THE TASK ::
Collect every line in the rows below that contains the word "lying", copying each one in full.

DATA RECORDS ::
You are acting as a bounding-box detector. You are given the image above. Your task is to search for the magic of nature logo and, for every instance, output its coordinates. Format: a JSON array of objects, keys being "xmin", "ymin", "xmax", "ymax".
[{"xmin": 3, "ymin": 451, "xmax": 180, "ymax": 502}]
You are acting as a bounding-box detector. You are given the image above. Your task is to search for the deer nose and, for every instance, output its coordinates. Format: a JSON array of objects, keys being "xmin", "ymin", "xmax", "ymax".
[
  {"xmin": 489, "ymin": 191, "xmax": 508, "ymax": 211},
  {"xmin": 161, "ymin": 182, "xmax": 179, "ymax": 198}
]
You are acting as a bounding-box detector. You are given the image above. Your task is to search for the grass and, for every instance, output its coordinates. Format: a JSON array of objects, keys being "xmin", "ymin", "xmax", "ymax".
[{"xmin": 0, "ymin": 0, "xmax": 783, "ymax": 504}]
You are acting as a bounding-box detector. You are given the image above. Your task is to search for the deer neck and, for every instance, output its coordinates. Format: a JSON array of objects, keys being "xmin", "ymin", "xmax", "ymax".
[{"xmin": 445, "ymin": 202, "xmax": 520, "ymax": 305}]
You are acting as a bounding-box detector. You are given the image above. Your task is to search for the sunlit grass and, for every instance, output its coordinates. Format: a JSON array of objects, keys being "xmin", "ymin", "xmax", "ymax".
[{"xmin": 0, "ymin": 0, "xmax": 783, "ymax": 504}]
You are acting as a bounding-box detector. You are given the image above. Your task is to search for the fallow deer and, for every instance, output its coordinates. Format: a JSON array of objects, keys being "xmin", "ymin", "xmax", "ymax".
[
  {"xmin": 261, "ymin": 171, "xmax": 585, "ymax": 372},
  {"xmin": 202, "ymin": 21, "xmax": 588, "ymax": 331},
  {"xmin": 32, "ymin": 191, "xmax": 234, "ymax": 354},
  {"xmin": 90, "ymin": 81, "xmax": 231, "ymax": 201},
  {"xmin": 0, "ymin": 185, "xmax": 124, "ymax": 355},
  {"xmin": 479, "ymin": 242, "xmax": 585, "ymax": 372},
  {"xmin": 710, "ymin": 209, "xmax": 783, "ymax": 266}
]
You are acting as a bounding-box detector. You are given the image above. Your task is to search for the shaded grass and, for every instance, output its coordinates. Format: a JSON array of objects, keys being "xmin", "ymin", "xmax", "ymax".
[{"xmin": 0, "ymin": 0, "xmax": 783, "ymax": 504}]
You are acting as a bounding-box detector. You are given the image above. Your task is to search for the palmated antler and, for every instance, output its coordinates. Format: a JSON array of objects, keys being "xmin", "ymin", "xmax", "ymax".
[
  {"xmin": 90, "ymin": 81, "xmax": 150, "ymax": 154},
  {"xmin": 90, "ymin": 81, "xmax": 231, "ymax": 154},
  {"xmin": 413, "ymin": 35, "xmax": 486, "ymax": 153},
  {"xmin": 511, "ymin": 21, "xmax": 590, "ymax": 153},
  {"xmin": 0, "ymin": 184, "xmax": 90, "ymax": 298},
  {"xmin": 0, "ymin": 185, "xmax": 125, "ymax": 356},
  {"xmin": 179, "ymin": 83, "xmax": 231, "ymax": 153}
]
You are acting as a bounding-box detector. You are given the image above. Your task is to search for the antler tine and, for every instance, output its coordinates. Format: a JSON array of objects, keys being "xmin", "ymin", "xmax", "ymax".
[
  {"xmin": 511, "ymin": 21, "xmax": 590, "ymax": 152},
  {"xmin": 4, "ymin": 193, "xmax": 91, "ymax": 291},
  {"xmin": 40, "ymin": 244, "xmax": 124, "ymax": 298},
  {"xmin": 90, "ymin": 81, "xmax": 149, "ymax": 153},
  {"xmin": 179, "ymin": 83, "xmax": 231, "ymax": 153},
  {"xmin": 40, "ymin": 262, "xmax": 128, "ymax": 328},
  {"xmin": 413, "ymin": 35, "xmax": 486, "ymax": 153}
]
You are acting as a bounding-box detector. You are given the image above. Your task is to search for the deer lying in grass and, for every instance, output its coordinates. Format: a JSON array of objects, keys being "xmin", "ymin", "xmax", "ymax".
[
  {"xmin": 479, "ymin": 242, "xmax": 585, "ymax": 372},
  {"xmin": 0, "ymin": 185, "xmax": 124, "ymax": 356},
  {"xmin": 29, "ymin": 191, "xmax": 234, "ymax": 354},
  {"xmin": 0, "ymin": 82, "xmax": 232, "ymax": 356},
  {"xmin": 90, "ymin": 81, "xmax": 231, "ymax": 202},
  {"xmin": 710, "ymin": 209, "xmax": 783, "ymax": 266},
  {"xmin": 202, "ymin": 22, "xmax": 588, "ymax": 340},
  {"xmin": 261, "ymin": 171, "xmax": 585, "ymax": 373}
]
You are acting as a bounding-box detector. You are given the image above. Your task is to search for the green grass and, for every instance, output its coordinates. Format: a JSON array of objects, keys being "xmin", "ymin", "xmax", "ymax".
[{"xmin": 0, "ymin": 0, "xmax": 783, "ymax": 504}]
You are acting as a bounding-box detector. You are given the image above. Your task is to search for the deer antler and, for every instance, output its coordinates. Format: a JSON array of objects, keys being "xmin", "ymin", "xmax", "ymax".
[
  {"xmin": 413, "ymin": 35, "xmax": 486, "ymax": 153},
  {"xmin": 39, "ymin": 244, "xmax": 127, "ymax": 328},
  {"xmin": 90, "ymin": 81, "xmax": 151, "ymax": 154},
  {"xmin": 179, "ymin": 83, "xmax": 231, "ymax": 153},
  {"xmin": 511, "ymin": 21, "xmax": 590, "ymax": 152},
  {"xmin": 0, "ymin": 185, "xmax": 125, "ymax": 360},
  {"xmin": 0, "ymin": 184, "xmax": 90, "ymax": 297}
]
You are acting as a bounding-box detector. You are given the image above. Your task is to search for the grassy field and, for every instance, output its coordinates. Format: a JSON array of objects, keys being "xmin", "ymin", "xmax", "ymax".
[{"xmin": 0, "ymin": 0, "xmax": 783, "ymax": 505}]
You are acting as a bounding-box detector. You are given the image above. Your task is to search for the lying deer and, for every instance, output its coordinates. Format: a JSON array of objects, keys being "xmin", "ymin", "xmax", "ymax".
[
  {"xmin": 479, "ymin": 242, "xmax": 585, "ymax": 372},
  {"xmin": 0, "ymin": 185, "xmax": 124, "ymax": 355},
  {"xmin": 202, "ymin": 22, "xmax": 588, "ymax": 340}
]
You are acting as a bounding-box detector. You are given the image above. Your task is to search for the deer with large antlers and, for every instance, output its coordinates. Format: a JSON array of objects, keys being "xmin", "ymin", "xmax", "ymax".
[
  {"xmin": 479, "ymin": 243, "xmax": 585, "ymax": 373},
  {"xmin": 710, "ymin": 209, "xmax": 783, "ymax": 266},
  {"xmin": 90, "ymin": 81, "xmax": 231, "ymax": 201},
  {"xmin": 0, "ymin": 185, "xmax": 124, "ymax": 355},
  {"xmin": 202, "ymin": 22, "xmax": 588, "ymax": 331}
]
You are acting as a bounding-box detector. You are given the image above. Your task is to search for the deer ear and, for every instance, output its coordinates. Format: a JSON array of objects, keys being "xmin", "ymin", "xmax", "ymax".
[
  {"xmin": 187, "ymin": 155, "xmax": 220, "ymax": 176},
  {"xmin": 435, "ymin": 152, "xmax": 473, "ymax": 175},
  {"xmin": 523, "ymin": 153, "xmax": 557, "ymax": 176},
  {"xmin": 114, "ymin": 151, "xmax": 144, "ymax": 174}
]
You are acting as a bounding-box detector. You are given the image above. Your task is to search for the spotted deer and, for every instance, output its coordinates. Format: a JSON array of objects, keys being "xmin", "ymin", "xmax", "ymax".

RESULT OF THIS TASK ::
You are acting as a bounding-box detector. You are given the image above. Your task is to search for the deer lying in grass and, for every instance, output its coordinates. Format: a JSON array of objects, keys being "xmin", "ymin", "xmax", "ymax".
You are acting as a bounding-box detector. You are given the image above. Your task is to search for the lying deer and, for every instance, output its coordinates. Format: a JSON array of objects, keys being "xmin", "ymin", "xmax", "ymax".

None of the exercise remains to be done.